(Named object pointing records)

↓

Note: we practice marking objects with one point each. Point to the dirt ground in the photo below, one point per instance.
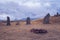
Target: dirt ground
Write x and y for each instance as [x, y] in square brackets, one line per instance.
[22, 31]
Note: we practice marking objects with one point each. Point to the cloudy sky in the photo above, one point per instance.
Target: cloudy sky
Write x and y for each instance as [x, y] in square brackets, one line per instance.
[19, 9]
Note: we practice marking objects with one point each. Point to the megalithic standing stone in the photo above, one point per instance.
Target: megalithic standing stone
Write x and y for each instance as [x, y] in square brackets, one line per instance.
[8, 21]
[28, 20]
[46, 19]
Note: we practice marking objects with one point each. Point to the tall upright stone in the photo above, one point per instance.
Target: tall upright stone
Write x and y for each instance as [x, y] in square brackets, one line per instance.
[46, 19]
[17, 23]
[57, 15]
[8, 21]
[28, 20]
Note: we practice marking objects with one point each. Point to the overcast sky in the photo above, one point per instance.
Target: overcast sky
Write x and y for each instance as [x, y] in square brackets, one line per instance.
[31, 8]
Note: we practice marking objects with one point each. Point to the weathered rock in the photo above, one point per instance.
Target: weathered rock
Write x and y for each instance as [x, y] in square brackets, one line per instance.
[8, 21]
[28, 20]
[46, 19]
[57, 14]
[17, 23]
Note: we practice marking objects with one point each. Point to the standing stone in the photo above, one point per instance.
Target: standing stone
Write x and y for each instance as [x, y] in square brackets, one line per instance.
[57, 14]
[28, 20]
[8, 21]
[46, 19]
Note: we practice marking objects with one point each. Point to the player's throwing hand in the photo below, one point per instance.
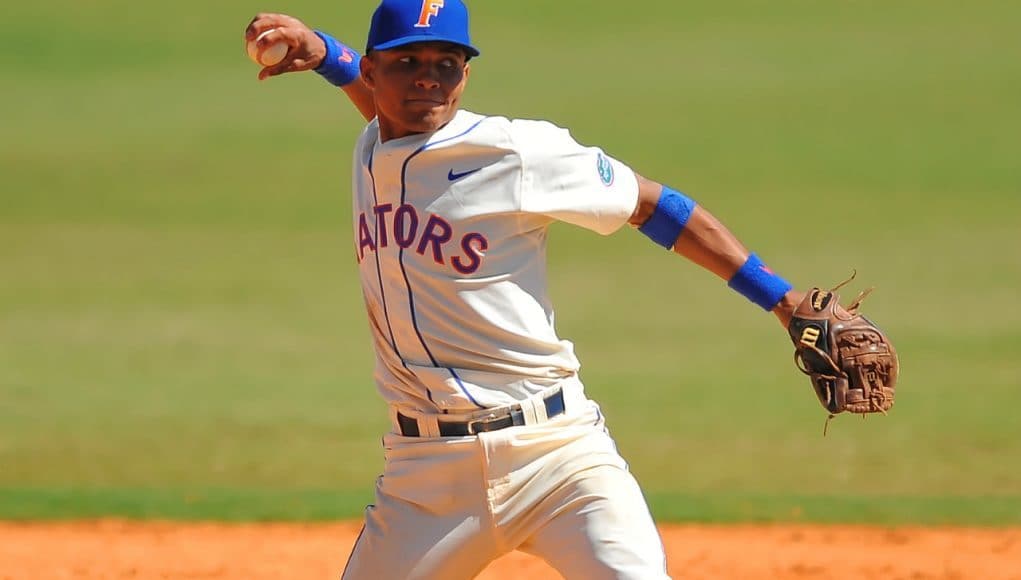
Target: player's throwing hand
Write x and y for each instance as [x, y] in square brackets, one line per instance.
[306, 50]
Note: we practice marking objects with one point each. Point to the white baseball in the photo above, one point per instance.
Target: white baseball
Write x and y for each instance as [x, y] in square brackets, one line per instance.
[271, 55]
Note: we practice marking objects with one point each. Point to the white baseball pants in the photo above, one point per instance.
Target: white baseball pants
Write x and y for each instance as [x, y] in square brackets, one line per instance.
[445, 508]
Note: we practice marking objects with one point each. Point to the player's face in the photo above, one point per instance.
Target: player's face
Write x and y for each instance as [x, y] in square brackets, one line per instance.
[417, 87]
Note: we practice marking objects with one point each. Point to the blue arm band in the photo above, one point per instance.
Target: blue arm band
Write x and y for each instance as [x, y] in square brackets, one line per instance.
[759, 284]
[340, 65]
[668, 221]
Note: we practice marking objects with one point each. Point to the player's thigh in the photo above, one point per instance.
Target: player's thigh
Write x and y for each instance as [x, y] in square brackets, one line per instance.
[403, 540]
[601, 528]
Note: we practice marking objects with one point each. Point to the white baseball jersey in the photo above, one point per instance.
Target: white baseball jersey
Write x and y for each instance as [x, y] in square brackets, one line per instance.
[450, 234]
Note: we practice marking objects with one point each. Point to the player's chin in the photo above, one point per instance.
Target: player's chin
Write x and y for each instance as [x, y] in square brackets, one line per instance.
[427, 115]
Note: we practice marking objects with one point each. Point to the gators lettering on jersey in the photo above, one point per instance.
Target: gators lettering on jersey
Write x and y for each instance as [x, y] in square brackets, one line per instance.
[449, 235]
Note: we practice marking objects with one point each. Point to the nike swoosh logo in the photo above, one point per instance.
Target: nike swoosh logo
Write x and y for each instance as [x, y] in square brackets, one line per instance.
[454, 177]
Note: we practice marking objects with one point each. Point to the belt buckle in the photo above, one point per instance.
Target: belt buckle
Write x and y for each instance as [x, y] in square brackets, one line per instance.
[483, 421]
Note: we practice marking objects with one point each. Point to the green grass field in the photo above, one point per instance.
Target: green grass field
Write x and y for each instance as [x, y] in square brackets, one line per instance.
[182, 334]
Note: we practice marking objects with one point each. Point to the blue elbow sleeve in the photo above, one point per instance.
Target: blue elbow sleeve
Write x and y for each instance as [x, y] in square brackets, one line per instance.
[669, 219]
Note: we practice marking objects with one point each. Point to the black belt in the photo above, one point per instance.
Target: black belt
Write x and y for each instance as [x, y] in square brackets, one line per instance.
[513, 417]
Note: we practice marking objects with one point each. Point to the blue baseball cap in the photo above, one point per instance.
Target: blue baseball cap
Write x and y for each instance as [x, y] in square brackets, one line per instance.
[397, 22]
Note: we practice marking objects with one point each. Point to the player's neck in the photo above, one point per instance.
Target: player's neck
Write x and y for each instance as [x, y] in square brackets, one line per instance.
[390, 130]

↑

[What to produce]
Copy out every one of the records above word for word, omitting the pictures.

[Response for this exercise]
Note: we practice marking objects with one point each. Point to the dirt ground in the photo below, one point per instance.
Target: dirt ground
Write x and y for each instance as [x, y] in square brackets, one line per instance.
[22, 31]
Note: we practice marking objects with one point each. Point to the cloudy sky in the photo above, one point per instance.
Target: cloudy sky
Write x and y for each instance as [x, y] in square brackets, one line per instance.
[19, 9]
Note: we practice marking objects with one point each. Point to the megalithic standing stone in the photo above, one point per instance.
Target: megalithic standing stone
Write x and y for each instance as [x, y] in square brackets, one line per instance.
[8, 21]
[28, 20]
[46, 19]
Note: we practice marking objects with one point each. Point to the tall upright stone in the photo above, one point per instance.
Target: tall upright stone
Write x and y for each instance as [x, y] in square brackets, one line per instance.
[46, 19]
[17, 23]
[57, 15]
[8, 21]
[28, 20]
Note: we practice marking objects with one point each. Point to the overcast sky in the photo above, one point per instance.
Target: overcast sky
Write x and y for each instance as [x, y] in square brackets, one line per instance.
[31, 8]
Note: we practice marking objects with one point each. Point to the weathered rock in the photo above, one point per instance.
Target: weathered rock
Write x and y for each instance as [x, y] in square brackets, one line per instance.
[8, 21]
[28, 20]
[46, 19]
[57, 14]
[17, 23]
Note: we practice marking objects with one point each. Point to the standing stone in the photo above, one point per instance.
Target: standing stone
Write x and y for each instance as [x, y] in square brackets, one line per instance.
[57, 14]
[28, 20]
[8, 21]
[46, 19]
Note: we practice marking objects with one point each. Point to the player's throwing hand in the photo below, one point per instance.
Target: player's throwing hand
Write x and y for each instance as [x, y] in square brackets, one line per instance.
[306, 50]
Note: we practice marking objects with one point each. Point to the white baseball in the photo above, one point per instance.
Target: white baseball
Write x and y for each instance as [x, y] in square brackets, one line per instance.
[271, 55]
Note: we practice marking objects with one point each. Point to the white baseball pants in the photo above, one point per instance.
Target: white baseball pants
Write x and y for each instance as [x, y] in square brackets, one line per instance.
[445, 508]
Note: we practice marking objects with one point each. Point to the player's face in the photo above, one point per instance.
Target: player's face
Write x and y for each instance as [x, y] in square brackets, one line per instance.
[417, 87]
Note: we practice marking objects with one point each. Point to the blue arm band in the photo above, one point per instance.
Target: blue arm band
Write x and y for each instance as [x, y] in square brackets, one line per instance.
[759, 284]
[340, 65]
[668, 221]
Note: we practice marking objects with one point each. Point to the player's thigh in the photo above, one point per instance.
Target: player's thigh
Write x and y for each instance as [x, y] in square brackets, one line per instance.
[403, 540]
[601, 528]
Note: we practice marking objects with one point each. Point to the white baseball jersey in the photo above, one point per instance.
Target: white baseball jersey
Write x and y for each instance as [x, y] in square brackets, one line per instance.
[450, 234]
Note: we practice marking objects with one point each. Point to the player's chin in the photo above, one point per instance.
Target: player's chin
Write x and y for each instance as [x, y] in square brackets, one line per instance.
[427, 115]
Note: we practice marking objects with one point each. Point to the gators lettering on jersey in the photo above, one point per instance.
Target: gators lettering on jersey
Write x and y for each instance as [x, y] in square brackets, one line per instance.
[449, 235]
Note: we practice marking objects with one point each. Point to the nike swoosh logo in the photo above, one point per instance.
Target: nike swoosh logo
Write x and y for each instance as [x, y] in square brackets, one line per instance.
[454, 177]
Note: we practice marking objects with one point each. Point to the belt buckle in the photo above, one point per instance.
Target: belt buckle
Write x and y for each instance as [x, y] in square brackets, one line per instance.
[483, 421]
Note: we practice marking objects with one point each. Point to the green grass field in the photo above, one point per instance.
Target: green grass field
Write x and y for each instance as [x, y] in square brackets, one line per instance.
[182, 334]
Note: we practice marking objects with one point each. Point to the blue elbow sleeve in the photo above, one point per instance.
Target: blue elbow sleeve
Write x and y for each instance as [x, y] in square brackets, one line per instance.
[669, 219]
Note: we practice marking objects with one point each. Point to the black belt in the photo above, one point per instance.
Target: black belt
Write x and y for each instance as [x, y] in square brackets, one line per instance.
[513, 417]
Note: we practice marking objects with one point each. Point to the blue baseball cap in the photo above, one point per instance.
Target: blue baseball cap
Write x and y for each instance as [x, y] in square brackets, one line per instance.
[397, 22]
Note: we practice marking objects with one point each. Point to the player's neck in the photo above, one point per instance.
Target: player's neck
Write x and y for each instance as [x, y] in square brackets, one line per instance.
[390, 130]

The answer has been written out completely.